Providers are separate binaries downloaded during terraform init. They are not part of the Terraform core binary. When you declare required_providers, Terraform downloads the right provider version from the registry and caches it in a .terraform/ directory. This is why you should add .terraform/ to your .gitignore.

The resource graph

Terraform builds a directed acyclic graph (DAG) of all your resources and their dependencies. Resources with no dependencies on each other can be provisioned in parallel, which is why a terraform apply that creates 20 independent S3 buckets is much faster than one that does 20 serial API calls. Resources that do depend on each other (e.g. a subnet that must exist before an EC2 instance) are created in the correct order automatically.
________
> [What you will do]
a: Return each line of the records below that contains the string "porch". Case counts.
b: Go on with the passage on Terraform providers and the resource graph, starting right after its last sentence.

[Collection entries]
________
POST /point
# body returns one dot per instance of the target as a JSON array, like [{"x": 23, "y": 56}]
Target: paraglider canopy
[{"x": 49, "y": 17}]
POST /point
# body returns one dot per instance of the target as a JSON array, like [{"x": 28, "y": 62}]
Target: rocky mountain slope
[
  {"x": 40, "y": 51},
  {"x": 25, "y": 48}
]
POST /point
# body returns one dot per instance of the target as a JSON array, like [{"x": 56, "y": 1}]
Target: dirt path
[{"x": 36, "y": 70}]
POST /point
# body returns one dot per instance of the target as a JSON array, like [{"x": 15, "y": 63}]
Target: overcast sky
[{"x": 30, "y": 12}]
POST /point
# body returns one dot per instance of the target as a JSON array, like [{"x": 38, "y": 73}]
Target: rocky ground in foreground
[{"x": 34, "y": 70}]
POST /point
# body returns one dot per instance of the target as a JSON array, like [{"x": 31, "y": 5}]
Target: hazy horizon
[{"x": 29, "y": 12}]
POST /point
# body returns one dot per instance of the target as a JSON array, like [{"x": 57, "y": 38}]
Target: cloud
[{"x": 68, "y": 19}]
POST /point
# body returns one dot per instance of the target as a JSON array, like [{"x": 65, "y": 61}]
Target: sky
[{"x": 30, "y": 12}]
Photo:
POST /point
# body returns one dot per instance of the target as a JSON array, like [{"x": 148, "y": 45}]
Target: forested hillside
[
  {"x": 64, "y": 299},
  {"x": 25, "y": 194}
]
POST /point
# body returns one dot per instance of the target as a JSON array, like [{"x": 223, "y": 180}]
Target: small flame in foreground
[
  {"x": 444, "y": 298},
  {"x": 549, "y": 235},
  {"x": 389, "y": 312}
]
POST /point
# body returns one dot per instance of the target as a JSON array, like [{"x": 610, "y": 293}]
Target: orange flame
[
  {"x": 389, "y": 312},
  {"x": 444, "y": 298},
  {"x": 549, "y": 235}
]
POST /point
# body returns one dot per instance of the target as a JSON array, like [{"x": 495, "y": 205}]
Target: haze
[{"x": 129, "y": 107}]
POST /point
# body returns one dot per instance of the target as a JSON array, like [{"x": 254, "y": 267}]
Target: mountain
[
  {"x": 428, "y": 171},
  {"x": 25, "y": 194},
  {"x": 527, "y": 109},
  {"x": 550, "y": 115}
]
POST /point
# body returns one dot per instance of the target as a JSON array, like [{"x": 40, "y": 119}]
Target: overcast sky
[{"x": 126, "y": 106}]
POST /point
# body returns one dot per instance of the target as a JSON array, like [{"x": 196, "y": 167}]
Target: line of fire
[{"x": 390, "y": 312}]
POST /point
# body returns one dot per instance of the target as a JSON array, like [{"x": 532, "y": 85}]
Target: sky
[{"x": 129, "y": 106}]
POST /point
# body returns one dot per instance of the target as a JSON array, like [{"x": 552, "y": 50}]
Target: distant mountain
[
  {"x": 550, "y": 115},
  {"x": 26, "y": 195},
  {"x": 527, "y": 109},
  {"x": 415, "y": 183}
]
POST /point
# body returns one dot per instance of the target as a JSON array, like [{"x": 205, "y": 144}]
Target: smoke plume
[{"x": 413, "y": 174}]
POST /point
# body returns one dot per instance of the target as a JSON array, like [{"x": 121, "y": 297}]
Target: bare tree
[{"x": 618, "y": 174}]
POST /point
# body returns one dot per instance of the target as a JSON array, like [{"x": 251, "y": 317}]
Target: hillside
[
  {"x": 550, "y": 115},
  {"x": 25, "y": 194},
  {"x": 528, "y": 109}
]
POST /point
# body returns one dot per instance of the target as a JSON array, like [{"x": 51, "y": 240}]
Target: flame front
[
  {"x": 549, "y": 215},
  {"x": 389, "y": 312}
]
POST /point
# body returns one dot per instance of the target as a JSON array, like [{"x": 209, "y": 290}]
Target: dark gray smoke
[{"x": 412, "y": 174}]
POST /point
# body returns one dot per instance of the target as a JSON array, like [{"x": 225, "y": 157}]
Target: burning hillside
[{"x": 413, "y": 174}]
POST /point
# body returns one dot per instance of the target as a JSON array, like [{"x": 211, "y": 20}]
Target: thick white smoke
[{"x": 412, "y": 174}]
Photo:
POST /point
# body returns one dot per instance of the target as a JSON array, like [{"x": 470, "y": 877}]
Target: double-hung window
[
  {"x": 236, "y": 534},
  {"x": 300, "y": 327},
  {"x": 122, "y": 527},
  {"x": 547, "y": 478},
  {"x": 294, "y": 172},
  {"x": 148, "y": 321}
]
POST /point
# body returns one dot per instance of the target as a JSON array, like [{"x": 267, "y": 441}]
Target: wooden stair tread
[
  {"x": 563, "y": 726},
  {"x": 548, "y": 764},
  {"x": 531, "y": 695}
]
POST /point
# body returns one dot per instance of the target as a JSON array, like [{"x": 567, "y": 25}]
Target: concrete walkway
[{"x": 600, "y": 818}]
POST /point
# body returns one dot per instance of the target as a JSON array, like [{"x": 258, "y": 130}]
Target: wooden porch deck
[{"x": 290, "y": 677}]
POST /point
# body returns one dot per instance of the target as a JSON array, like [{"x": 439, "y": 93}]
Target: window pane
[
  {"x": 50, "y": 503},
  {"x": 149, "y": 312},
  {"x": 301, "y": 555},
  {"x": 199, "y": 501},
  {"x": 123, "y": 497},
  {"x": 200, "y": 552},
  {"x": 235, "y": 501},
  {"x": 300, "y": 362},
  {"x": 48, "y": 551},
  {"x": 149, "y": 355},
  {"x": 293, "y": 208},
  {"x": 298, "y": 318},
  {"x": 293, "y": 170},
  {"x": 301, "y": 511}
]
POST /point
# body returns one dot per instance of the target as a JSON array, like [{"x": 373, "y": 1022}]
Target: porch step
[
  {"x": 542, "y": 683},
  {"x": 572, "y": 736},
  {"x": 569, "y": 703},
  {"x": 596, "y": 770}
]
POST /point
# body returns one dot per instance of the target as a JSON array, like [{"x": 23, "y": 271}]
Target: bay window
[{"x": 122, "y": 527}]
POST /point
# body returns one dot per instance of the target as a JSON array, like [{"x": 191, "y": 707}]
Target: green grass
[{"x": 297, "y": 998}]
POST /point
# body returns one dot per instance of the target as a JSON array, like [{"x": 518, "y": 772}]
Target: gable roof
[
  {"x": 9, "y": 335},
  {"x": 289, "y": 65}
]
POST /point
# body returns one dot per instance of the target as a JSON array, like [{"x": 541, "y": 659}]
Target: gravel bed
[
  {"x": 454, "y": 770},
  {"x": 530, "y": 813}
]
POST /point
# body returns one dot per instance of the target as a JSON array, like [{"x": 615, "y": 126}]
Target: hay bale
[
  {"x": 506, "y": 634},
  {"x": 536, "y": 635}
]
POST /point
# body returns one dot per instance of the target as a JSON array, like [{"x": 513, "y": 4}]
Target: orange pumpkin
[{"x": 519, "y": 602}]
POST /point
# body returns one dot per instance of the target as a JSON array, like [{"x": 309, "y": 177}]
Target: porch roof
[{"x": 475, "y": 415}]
________
> [Answers for the tasks]
a:
Target: wooden porch deck
Target: porch step
Target: porch roof

b:
HCL Syntax

Every Terraform configuration is made up of blocks. A block has a type, optional labels, and a body containing arguments:

<BLOCK_TYPE> "<LABEL>" "<LABEL>" {
  argument = value
}

Here are the block types you will encounter most often:

terraform

Sets the Terraform version constraint and declares which providers the configuration requires:

terraform {
  required_version = ">= 1.5"

  required_providers {
    aws = {
      source  = "hashicorp/aws"
      version = "~> 5.0"
    }
  }
}

provider

Configures a provider — typically credentials and region:

provider "aws" {
  region = "us-east-1"
}

Providers can read credentials from environment variables (AWS_ACCESS_KEY_ID, AWS_SECRET_ACCESS_KEY), shared credentials files, or IAM instance profiles. Hard-coding credentials in .tf files is a security anti-pattern — never do it.

resource

The most common block. Declares a real infrastructure object you want Terraform to manage:

resource "aws_s3_bucket" "my_bucket" {
  bucket = "my-unique-bucket-name-2026"

  tags = {
    Environment = "dev"
    Team        = "platform"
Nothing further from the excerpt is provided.